Stated problem:
Reproduce every line of the material below word for word, in its original order.

─── Material supplied ───

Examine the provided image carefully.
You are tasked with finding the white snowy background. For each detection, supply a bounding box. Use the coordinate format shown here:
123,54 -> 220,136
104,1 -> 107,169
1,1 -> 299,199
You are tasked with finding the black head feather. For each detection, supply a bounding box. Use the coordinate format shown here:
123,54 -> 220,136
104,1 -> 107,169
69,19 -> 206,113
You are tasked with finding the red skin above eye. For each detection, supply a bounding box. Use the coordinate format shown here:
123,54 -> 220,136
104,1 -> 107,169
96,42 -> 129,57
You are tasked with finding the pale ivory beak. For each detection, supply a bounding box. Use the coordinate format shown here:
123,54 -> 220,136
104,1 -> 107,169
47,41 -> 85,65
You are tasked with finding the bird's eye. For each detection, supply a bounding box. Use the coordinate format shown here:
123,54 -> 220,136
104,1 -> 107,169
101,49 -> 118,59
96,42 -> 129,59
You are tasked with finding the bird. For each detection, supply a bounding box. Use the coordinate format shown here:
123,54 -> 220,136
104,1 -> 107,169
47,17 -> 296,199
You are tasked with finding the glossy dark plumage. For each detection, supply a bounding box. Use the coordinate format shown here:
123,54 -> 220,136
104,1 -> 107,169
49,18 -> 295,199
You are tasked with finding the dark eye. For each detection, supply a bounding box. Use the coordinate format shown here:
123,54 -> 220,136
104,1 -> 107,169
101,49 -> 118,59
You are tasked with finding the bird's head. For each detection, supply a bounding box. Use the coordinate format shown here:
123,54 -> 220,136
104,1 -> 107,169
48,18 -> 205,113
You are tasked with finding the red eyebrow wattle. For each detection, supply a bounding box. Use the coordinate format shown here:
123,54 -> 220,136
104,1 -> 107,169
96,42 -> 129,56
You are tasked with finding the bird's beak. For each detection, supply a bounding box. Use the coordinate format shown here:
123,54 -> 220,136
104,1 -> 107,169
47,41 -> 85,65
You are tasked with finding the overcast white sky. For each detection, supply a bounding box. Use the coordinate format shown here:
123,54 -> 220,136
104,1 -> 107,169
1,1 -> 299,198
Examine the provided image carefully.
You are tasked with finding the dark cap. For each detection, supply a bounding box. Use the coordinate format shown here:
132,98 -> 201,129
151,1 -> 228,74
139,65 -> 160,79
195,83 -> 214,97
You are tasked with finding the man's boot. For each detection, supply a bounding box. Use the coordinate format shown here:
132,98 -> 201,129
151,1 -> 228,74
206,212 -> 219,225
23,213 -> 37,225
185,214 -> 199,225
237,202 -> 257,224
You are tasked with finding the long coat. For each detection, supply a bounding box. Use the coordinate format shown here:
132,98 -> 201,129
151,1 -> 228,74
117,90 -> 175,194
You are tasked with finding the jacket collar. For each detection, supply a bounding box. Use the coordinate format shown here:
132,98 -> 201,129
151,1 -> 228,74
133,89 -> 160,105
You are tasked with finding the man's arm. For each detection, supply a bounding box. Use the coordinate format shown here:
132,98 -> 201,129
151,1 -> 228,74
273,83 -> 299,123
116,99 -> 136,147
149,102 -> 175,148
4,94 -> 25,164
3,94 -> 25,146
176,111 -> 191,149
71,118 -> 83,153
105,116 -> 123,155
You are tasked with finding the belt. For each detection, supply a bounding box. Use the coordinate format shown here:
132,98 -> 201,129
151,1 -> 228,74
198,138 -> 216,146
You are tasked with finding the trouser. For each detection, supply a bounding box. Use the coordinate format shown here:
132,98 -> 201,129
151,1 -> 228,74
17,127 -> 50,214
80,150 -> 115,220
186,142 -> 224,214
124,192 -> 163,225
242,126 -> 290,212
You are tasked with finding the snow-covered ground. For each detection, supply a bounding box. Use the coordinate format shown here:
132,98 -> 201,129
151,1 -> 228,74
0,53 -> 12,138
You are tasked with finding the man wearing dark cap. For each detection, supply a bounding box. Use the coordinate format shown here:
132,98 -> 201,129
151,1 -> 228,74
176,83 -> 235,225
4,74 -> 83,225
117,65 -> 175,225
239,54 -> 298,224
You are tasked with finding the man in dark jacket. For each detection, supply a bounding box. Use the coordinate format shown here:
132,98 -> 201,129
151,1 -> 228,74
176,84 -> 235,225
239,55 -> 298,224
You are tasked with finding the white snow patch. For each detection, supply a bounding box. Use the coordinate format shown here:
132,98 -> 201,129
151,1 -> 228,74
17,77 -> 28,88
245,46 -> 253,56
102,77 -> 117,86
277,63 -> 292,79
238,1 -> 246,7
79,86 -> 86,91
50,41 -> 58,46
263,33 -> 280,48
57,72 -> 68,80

───

Result of the task:
Examine the provided image carefully.
You are tasked with finding the white snowy background. For each detection, supply a bounding box. Use the coordinate format shown here:
123,54 -> 220,136
104,1 -> 107,169
1,1 -> 299,199
You are tasked with finding the black head feather. For each detection, supply a bounding box. Use the coordinate format shown here:
123,54 -> 220,136
104,1 -> 107,169
69,19 -> 206,113
You are tasked with finding the red skin above eye. For each detection, supply a bounding box. Use the coordinate format shown here:
123,54 -> 220,136
104,1 -> 107,169
96,42 -> 129,57
You are tasked with finding the pale ivory beak. For each detection, supply a bounding box. Use the coordinate format shown here:
123,54 -> 220,136
104,1 -> 107,169
47,41 -> 85,65
You are tasked with finding the bird's eye. For each detection, supply a bounding box. Use the coordinate format shown here:
123,54 -> 220,136
104,1 -> 107,169
101,49 -> 118,59
96,42 -> 129,59
You are tasked with finding the bird. For each detection, supply a bounding box. Use the coordinate format shown here:
123,54 -> 220,136
104,1 -> 107,169
47,17 -> 296,199
You are tasked with finding the glossy dark plumage. For each detection, supply a bounding box. Use the coordinate format shown here:
123,54 -> 220,136
104,1 -> 107,169
49,18 -> 295,199
You are tasked with finding the dark eye. For each detection, supply a bounding box. Use the coordinate format shown here:
123,54 -> 220,136
104,1 -> 107,169
101,49 -> 118,59
You are tasked with finding the bird's head. For each detection, supply a bounding box. Use the coordinate format shown here:
123,54 -> 220,136
104,1 -> 107,169
48,18 -> 205,113
You are tasked with finding the red eyebrow wattle. For each detection, supply a bounding box. Use the coordinate format shown here:
123,54 -> 220,136
104,1 -> 107,169
96,42 -> 129,56
You are tasked with finding the bird's beak. For each detection, supply a bounding box. Use the coordinate format shown here:
123,54 -> 220,136
104,1 -> 107,169
47,41 -> 85,65
You are tasked with finding the overcast white sky. For each detection, supply a bounding box. Use the coordinate format shown here:
123,54 -> 220,136
104,1 -> 107,169
1,1 -> 299,198
Examine the provided image carefully.
You are tasked with finding the dark cap. For each detection, supply a bounding box. Use the coordinate format shown here:
132,98 -> 201,129
151,1 -> 228,74
139,65 -> 160,79
195,83 -> 214,97
You are tasked with finding the man's boot. For each detection, supply a bounding box. Use the coordinate format shown here:
132,98 -> 201,129
151,1 -> 228,74
206,212 -> 219,225
23,213 -> 37,225
185,214 -> 199,225
237,202 -> 257,224
You are tasked with finding the long coat. For each detection, supply a bounding box. Use the coordinate format shown here:
132,98 -> 201,129
151,1 -> 228,74
117,90 -> 175,194
You are tasked with finding the jacket collar. For each detection, supply a bounding box. Use the coordinate format shown here:
132,98 -> 201,129
151,1 -> 228,74
133,89 -> 160,105
You are tasked with finding the man's arm. For each detection, supply a bounding box. Use the coordinate format shown here:
132,98 -> 201,129
151,1 -> 228,74
273,83 -> 299,123
116,99 -> 136,147
149,102 -> 175,148
4,94 -> 25,164
3,94 -> 25,146
176,111 -> 191,149
71,118 -> 83,153
105,116 -> 123,155
You are tasked with finding the belt. For each detection, supply a bounding box. Use the coordinate format shown here:
132,98 -> 201,129
151,1 -> 228,74
198,138 -> 216,146
You are tasked with finding the trouser. For each detection, supply a bounding box. Use the coordinate format shown here:
132,98 -> 201,129
151,1 -> 228,74
17,127 -> 50,214
80,150 -> 115,220
186,142 -> 224,214
124,192 -> 163,225
242,126 -> 290,212
You are tasked with finding the snow-covered ground. For each detection, supply a bounding box. Use the coordinate format shown here:
132,98 -> 201,129
151,1 -> 228,74
0,53 -> 12,138
You are tasked with finding the man wearing dark cap. For each detection, supply a bounding box. Use the coordinate format shown here:
132,98 -> 201,129
151,1 -> 228,74
176,83 -> 235,225
4,74 -> 83,225
117,65 -> 175,225
239,54 -> 298,224
You are tasked with finding the man in dark jacket. For each detection, supply a bounding box. Use the coordinate format shown here:
132,98 -> 201,129
151,1 -> 228,74
176,84 -> 235,225
239,55 -> 298,224
You are tasked with finding the white snow patch. For each detection, supply a bounding box. Use the coordinate format shown here:
132,98 -> 201,129
151,1 -> 228,74
17,77 -> 28,88
245,46 -> 253,56
102,77 -> 117,86
277,63 -> 292,79
238,1 -> 246,7
79,86 -> 86,91
50,41 -> 58,46
263,33 -> 280,48
57,72 -> 68,80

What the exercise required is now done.